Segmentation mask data
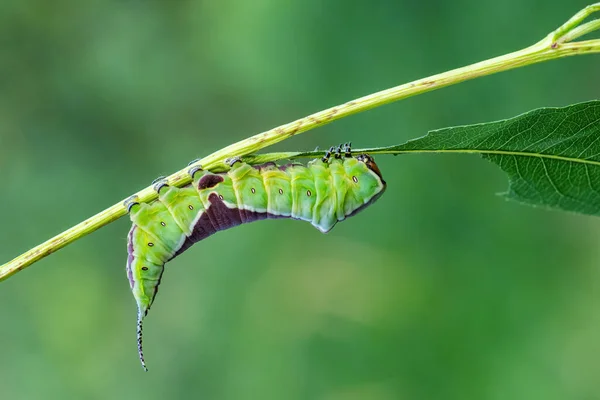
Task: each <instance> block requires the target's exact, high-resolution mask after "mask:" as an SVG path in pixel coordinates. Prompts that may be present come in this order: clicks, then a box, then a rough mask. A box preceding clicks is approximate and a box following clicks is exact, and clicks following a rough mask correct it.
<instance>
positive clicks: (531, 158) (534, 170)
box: [375, 101, 600, 215]
mask: <svg viewBox="0 0 600 400" xmlns="http://www.w3.org/2000/svg"><path fill="white" fill-rule="evenodd" d="M375 152H381V153H390V152H392V153H394V152H397V153H405V152H411V153H413V152H439V153H478V154H481V155H482V156H483V157H484V158H486V159H488V160H490V161H492V162H493V163H495V164H497V165H498V166H499V167H500V168H502V170H503V171H504V172H506V173H507V174H508V177H509V188H508V192H507V193H504V195H505V196H506V197H508V198H509V199H511V200H516V201H520V202H523V203H527V204H531V205H539V206H545V207H550V208H558V209H561V210H566V211H573V212H578V213H583V214H591V215H600V101H590V102H586V103H581V104H575V105H571V106H568V107H562V108H541V109H537V110H533V111H530V112H528V113H525V114H522V115H519V116H518V117H515V118H511V119H507V120H503V121H498V122H491V123H485V124H477V125H468V126H459V127H452V128H445V129H440V130H436V131H431V132H429V134H428V135H426V136H424V137H422V138H418V139H415V140H411V141H409V142H406V143H405V144H402V145H399V146H392V147H387V148H385V149H383V148H382V149H378V151H375Z"/></svg>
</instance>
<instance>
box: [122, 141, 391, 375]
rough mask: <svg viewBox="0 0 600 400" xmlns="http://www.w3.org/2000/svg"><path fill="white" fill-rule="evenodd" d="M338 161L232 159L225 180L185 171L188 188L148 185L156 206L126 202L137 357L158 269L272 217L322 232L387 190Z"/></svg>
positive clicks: (360, 163) (360, 173) (377, 168)
mask: <svg viewBox="0 0 600 400" xmlns="http://www.w3.org/2000/svg"><path fill="white" fill-rule="evenodd" d="M344 150H345V154H344V155H343V156H342V154H341V152H342V149H341V147H339V148H338V151H337V153H335V157H331V151H332V150H330V151H329V152H328V153H327V154H326V155H325V157H323V158H322V159H315V160H313V161H310V162H309V163H308V165H307V166H304V165H301V164H287V165H282V166H277V165H276V164H274V163H268V164H264V165H257V166H251V165H249V164H246V163H243V162H241V161H240V160H239V159H234V160H232V162H231V170H230V171H229V172H227V173H219V174H215V173H211V172H208V171H204V170H202V169H201V168H192V169H191V170H190V171H189V173H190V175H191V177H192V179H193V183H191V184H189V185H187V186H185V187H182V188H177V187H173V186H168V185H166V184H165V183H164V182H159V183H158V184H157V185H155V187H154V188H155V190H156V191H157V192H158V200H156V201H154V202H153V203H151V204H145V203H142V204H139V203H137V202H128V203H127V207H128V209H129V214H130V217H131V221H132V222H133V226H132V227H131V230H130V231H129V235H128V243H127V252H128V258H127V276H128V278H129V283H130V285H131V289H132V291H133V295H134V297H135V299H136V302H137V306H138V323H137V338H138V353H139V357H140V361H141V363H142V367H143V368H144V369H145V370H146V371H147V368H146V364H145V361H144V355H143V351H142V320H143V319H144V317H145V316H146V315H147V314H148V310H149V309H150V306H151V305H152V302H153V301H154V298H155V296H156V293H157V291H158V285H159V284H160V280H161V277H162V274H163V271H164V266H165V263H166V262H167V261H169V260H172V259H173V258H174V257H176V256H177V255H179V254H181V253H183V252H184V251H185V250H187V249H188V248H189V247H190V246H191V245H192V244H194V243H196V242H198V241H200V240H202V239H205V238H207V237H208V236H210V235H212V234H213V233H216V232H218V231H222V230H225V229H228V228H232V227H234V226H236V225H240V224H243V223H247V222H253V221H258V220H262V219H271V218H294V219H300V220H303V221H308V222H310V223H311V224H312V225H313V226H315V227H316V228H317V229H319V230H320V231H321V232H323V233H326V232H328V231H330V230H331V228H333V226H334V225H335V224H336V223H337V222H338V221H342V220H344V219H346V218H347V217H350V216H352V215H354V214H356V213H357V212H358V211H360V210H362V209H363V208H365V207H367V206H368V205H369V204H372V203H373V202H374V201H375V200H376V199H377V198H379V196H381V194H382V193H383V192H384V190H385V187H386V184H385V181H384V180H383V178H382V177H381V172H380V171H379V168H378V167H377V164H375V161H374V160H373V158H372V157H370V156H369V155H367V154H361V155H359V156H357V157H352V154H351V152H350V147H349V145H346V146H345V148H344Z"/></svg>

__WHAT THIS TASK INVOLVES__
Which lines above carry the string "instance"? Copy those lines.

__PROBLEM SOLUTION__
Task: each <instance> block requires the target's exact, high-resolution mask after "mask:" as an SVG path in pixel coordinates. Prompts that may be present come in this order: clicks, then a box, then a rough mask. A box preceding clicks is approximate and a box following clicks is exact, and clicks following a rough mask correct it.
<instance>
</instance>
<instance>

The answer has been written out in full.